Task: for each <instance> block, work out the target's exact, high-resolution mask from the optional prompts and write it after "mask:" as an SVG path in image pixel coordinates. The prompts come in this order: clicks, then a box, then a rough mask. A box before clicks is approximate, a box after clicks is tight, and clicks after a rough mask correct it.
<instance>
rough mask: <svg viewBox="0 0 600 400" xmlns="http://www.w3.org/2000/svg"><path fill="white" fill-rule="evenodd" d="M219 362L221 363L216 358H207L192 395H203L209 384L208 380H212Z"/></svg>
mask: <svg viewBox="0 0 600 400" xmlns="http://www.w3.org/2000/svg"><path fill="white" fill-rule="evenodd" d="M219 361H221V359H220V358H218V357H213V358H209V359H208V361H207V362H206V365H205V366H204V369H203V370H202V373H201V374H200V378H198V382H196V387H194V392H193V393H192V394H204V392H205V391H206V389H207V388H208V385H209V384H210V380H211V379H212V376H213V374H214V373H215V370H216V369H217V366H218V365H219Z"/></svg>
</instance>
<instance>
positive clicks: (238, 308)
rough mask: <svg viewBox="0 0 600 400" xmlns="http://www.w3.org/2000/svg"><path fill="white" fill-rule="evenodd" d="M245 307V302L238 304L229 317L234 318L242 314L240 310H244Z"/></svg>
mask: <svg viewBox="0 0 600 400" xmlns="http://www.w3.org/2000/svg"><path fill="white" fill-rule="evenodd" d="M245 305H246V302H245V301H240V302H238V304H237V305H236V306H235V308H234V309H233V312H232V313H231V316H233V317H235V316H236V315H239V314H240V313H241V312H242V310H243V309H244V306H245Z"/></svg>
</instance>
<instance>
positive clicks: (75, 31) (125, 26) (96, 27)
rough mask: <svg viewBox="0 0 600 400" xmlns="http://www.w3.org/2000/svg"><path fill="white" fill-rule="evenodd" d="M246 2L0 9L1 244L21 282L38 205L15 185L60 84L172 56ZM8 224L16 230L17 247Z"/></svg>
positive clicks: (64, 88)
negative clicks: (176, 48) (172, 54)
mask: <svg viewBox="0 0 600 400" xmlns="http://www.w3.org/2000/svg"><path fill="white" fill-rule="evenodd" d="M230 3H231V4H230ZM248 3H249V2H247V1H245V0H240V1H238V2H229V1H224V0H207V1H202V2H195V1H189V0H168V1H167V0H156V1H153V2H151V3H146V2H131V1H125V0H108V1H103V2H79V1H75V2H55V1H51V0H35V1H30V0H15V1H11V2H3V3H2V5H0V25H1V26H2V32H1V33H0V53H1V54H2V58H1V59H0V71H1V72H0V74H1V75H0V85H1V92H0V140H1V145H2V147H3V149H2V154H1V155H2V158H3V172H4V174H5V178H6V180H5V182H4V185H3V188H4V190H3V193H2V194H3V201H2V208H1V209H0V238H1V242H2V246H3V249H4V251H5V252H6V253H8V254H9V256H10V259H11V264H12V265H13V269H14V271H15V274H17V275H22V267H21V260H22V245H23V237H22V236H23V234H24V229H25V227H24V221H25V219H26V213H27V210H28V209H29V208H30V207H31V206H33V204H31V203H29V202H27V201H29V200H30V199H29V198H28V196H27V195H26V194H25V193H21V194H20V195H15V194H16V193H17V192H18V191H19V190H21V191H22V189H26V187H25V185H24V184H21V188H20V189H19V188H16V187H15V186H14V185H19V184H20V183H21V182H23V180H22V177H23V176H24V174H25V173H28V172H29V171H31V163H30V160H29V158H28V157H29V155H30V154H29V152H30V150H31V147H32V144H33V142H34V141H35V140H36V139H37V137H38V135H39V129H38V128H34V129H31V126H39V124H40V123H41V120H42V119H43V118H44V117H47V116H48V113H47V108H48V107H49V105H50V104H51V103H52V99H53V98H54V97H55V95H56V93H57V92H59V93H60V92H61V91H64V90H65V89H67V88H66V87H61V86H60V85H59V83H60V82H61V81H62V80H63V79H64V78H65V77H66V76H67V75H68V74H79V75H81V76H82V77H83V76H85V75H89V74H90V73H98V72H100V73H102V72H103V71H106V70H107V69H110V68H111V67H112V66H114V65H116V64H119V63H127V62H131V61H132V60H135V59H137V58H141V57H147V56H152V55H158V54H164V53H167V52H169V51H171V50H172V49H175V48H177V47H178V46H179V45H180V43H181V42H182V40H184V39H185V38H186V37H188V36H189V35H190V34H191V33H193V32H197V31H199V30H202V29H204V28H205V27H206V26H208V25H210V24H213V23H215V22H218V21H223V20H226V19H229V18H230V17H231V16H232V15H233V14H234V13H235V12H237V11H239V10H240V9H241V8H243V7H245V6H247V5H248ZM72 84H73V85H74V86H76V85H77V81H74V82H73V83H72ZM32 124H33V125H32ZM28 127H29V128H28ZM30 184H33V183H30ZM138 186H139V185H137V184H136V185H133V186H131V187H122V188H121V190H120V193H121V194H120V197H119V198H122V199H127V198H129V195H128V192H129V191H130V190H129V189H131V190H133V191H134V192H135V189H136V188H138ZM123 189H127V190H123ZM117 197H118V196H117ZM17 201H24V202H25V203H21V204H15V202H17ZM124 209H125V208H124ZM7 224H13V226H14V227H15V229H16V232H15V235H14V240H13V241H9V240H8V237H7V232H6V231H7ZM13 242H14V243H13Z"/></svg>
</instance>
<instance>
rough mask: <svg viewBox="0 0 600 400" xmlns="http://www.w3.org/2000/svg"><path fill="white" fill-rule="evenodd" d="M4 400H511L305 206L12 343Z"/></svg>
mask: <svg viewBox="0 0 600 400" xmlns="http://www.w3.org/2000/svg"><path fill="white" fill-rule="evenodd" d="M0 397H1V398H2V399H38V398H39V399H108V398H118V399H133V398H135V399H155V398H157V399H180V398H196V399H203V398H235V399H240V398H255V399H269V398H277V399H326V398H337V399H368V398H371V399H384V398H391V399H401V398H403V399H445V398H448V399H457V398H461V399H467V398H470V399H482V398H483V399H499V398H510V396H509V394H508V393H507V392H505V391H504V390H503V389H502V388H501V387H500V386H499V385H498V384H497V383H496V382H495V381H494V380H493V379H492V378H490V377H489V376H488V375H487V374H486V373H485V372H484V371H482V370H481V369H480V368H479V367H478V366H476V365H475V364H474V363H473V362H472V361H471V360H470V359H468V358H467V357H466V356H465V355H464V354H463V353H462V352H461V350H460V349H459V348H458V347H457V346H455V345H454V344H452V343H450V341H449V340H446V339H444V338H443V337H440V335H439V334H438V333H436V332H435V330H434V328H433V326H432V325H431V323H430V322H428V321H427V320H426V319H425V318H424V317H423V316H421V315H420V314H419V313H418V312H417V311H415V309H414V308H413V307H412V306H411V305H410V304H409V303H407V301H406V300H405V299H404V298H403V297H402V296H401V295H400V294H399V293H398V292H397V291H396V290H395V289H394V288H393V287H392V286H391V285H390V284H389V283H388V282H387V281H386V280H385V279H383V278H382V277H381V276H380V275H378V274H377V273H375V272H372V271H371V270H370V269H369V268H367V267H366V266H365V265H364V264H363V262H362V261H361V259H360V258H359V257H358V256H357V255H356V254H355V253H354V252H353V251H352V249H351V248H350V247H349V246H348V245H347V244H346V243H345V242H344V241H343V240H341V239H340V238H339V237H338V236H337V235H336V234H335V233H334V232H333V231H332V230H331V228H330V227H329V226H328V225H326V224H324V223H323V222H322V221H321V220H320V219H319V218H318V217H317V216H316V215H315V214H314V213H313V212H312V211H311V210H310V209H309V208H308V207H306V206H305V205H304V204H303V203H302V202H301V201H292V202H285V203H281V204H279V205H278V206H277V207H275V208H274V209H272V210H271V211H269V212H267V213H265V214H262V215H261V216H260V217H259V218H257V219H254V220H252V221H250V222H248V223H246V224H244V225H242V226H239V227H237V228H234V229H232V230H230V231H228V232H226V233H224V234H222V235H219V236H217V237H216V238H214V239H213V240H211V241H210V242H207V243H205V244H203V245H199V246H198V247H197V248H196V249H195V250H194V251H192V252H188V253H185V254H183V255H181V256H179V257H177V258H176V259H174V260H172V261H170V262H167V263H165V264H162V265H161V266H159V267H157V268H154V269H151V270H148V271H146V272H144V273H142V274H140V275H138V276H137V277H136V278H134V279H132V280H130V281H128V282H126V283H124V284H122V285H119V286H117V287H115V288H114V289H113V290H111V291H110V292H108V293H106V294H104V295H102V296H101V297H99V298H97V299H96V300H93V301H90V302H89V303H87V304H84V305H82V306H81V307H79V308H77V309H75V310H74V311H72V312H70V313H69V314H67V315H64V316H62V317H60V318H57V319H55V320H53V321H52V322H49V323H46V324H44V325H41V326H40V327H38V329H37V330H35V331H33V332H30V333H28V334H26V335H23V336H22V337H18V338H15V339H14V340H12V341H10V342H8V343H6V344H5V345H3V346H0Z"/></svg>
┄┄┄┄┄┄┄┄┄┄
▶ **Aim of the exercise**
The answer is every line in the data where the word "positive" appears.

▶ **Answer to the problem**
positive clicks: (238, 308)
positive clicks: (75, 31) (125, 26) (96, 27)
positive clicks: (64, 88)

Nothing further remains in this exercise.